start GIVEN ENTRIES
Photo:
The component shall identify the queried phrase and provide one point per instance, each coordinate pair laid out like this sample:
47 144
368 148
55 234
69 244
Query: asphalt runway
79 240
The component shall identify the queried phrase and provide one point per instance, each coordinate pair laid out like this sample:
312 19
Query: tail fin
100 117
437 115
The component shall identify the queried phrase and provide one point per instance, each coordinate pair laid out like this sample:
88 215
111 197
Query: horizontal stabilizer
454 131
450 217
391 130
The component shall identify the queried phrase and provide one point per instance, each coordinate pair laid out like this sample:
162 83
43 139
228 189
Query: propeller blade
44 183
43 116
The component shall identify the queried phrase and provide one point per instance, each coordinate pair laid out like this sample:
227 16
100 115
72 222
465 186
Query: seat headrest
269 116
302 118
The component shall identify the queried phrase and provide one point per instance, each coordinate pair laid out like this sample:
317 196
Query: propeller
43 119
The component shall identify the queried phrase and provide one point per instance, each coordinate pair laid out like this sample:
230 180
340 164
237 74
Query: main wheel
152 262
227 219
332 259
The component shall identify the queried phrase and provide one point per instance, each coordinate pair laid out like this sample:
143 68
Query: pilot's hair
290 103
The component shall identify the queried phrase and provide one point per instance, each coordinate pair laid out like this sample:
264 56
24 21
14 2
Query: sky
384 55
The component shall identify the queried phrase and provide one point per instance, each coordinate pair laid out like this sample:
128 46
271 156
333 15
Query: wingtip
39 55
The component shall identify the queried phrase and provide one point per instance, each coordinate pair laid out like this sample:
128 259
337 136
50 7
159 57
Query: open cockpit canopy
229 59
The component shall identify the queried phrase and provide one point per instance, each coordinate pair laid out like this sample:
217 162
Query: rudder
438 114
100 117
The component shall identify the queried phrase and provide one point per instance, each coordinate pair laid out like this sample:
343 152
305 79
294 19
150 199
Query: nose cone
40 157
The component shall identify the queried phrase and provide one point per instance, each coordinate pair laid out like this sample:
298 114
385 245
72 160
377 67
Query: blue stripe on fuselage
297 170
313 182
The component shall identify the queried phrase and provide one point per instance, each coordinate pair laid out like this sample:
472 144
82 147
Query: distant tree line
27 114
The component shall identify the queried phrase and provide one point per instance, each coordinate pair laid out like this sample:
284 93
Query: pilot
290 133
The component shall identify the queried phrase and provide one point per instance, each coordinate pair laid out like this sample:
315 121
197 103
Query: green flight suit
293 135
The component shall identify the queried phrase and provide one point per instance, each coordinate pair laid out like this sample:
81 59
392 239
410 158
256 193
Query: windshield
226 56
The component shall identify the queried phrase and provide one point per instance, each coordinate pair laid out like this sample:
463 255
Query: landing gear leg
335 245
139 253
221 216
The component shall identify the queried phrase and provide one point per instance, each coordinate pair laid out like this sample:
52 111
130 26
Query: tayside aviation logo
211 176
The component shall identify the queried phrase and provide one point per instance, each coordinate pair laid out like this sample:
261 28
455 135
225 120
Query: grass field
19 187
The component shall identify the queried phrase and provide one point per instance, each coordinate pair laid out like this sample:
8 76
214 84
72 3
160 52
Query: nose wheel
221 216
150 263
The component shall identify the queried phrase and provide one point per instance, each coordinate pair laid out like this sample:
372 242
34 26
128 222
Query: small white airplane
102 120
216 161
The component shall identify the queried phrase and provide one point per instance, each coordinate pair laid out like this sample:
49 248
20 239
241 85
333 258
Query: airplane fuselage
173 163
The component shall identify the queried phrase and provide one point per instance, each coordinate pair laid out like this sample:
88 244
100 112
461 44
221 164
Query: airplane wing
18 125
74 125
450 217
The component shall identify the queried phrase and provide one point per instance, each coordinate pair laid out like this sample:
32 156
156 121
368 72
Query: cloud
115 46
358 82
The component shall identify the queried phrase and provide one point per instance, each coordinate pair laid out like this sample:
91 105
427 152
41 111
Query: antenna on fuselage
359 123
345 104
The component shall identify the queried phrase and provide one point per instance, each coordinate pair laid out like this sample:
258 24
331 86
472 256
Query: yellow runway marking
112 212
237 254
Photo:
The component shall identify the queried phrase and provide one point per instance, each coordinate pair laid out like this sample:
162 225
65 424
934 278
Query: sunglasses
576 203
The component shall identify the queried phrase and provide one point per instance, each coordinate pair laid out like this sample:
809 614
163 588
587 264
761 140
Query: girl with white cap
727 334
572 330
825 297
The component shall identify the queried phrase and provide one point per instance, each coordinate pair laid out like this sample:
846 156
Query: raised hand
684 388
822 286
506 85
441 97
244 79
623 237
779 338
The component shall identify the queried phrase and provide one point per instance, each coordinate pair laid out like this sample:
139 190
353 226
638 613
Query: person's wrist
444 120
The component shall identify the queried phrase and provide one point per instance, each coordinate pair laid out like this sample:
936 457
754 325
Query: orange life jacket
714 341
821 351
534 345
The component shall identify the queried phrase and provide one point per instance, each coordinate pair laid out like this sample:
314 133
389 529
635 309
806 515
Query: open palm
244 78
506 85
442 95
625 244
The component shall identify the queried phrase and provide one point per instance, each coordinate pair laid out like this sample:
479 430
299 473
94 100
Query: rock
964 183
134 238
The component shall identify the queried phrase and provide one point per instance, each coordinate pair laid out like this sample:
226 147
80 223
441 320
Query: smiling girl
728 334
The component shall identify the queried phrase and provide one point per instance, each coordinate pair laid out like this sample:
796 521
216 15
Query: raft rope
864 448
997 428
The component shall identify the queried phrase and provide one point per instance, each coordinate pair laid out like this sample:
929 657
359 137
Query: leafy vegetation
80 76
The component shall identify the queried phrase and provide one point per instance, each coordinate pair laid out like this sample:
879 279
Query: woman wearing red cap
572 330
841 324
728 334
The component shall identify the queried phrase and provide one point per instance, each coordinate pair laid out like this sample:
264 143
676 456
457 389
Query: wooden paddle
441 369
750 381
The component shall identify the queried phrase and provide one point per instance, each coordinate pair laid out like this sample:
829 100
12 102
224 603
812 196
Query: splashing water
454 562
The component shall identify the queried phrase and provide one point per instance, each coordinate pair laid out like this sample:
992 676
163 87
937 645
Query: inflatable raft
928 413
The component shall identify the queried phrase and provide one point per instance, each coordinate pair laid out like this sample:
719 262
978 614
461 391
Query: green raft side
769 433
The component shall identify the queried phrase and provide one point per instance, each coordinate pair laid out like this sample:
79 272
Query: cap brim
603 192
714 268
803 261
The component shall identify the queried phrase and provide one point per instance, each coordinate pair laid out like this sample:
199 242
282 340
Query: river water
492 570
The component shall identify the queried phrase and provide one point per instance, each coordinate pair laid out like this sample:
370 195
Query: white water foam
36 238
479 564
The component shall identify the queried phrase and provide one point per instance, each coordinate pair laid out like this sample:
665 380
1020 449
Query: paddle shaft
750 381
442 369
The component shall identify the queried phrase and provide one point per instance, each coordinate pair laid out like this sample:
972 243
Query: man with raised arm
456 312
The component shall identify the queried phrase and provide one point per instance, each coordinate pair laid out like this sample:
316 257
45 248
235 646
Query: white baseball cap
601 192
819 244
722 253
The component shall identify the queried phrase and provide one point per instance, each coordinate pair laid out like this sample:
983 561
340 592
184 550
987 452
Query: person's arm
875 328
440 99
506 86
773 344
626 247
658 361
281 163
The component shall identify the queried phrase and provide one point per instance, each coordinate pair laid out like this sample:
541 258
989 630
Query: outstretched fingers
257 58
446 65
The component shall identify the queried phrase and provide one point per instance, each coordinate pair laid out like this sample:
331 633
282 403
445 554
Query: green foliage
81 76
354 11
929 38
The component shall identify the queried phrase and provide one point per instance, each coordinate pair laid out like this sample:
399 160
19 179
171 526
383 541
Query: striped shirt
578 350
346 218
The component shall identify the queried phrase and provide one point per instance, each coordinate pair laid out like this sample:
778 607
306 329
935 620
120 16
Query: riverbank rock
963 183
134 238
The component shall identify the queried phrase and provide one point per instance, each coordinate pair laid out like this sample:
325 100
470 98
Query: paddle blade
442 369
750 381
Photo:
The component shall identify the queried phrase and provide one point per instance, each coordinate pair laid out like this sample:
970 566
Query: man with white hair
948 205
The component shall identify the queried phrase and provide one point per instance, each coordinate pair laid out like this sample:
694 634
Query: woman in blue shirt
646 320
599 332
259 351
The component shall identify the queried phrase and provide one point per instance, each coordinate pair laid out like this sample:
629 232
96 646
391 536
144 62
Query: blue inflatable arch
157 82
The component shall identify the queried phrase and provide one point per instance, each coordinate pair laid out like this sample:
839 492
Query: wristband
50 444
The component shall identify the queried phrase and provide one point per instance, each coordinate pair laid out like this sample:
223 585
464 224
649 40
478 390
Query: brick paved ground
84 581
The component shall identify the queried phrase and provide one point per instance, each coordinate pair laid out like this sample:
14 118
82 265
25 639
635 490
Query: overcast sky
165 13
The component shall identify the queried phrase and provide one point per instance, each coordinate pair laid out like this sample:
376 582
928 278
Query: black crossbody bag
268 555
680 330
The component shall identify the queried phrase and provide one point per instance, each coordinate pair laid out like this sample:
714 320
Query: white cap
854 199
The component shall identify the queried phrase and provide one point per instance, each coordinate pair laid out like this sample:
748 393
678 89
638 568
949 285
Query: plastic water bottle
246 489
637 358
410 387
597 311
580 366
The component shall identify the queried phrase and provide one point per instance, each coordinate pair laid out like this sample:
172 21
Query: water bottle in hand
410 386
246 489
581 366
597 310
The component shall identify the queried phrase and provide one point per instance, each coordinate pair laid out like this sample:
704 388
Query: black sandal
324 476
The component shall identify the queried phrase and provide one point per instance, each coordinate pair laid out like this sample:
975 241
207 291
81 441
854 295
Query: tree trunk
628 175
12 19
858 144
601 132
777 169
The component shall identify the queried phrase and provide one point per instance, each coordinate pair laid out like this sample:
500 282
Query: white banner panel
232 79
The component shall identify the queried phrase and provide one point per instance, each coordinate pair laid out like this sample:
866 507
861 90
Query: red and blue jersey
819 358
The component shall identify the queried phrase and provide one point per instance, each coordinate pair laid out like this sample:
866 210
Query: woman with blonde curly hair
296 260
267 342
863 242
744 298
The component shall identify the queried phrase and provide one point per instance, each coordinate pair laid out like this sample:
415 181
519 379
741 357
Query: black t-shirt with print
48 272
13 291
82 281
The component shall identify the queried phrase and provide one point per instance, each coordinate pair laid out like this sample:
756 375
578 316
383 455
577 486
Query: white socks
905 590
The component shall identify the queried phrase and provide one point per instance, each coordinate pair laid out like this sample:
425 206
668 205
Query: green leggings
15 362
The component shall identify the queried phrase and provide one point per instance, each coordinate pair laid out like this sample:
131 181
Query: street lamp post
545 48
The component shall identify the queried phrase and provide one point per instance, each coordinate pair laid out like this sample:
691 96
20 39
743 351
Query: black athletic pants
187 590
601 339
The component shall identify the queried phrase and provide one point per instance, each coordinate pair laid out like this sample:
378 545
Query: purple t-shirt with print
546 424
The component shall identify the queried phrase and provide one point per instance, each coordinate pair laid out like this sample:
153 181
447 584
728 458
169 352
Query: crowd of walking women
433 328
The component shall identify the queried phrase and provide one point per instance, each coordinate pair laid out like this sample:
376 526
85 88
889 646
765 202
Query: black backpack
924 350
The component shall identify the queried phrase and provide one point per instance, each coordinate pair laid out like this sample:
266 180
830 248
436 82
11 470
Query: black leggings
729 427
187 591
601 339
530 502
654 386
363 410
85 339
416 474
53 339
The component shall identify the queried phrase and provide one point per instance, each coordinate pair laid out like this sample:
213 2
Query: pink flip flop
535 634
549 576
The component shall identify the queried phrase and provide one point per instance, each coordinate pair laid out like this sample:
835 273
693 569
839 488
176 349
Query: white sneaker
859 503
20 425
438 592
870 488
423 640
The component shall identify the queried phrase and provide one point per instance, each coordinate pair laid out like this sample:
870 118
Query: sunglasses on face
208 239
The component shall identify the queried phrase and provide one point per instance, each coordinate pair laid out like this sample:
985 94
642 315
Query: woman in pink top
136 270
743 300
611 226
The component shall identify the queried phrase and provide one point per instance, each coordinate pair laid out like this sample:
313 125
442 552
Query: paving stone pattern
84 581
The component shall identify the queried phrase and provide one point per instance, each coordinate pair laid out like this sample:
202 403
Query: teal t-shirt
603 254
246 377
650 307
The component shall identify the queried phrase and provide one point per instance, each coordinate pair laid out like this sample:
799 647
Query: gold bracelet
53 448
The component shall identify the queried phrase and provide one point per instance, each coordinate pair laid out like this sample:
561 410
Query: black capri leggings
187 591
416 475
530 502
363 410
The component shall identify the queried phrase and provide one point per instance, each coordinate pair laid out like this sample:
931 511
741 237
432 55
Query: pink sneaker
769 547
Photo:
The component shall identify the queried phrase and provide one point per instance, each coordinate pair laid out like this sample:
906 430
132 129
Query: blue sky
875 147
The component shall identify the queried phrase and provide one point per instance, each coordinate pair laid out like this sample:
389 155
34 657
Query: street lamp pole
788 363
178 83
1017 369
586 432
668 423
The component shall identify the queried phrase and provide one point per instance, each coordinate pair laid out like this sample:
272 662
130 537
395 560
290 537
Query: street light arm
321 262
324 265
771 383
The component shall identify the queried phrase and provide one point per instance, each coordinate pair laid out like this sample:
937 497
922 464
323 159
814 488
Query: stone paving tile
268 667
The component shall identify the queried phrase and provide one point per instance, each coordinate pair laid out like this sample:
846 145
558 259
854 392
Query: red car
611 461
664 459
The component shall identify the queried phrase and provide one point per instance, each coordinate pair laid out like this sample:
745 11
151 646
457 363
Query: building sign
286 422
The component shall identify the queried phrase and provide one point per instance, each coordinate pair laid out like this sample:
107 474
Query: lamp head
end GIVEN ENTRIES
Collect every line in the listing above that contains the string "hair", and copy each one in full. Case counts.

Query: pilot's hair
Query: man with white hair
Query: woman with blonde curly hair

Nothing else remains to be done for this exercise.